:: Goal ::
Pull out each line of the listing below that contains the string "yellow". Case counts.

:: Dataset excerpts ::
□ □ □

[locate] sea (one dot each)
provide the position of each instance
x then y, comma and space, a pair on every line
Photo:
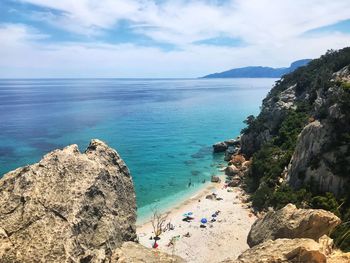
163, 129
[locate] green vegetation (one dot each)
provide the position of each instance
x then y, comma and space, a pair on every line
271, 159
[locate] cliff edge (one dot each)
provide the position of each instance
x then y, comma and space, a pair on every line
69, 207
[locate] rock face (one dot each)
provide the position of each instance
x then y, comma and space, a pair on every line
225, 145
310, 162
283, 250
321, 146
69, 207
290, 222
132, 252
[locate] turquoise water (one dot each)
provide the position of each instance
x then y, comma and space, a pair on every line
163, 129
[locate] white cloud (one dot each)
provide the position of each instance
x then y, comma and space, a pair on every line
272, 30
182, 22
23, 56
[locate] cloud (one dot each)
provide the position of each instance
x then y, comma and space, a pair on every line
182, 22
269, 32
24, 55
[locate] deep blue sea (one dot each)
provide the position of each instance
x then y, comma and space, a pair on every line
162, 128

□ □ □

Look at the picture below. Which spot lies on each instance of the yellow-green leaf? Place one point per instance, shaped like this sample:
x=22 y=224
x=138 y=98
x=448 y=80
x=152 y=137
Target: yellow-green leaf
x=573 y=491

□ □ □

:: Completed exercise ::
Look at the picture below. Which spot lies on each instance of the yellow-green leaf? Place one point per instance, shaped like this sample:
Target: yellow-green leaf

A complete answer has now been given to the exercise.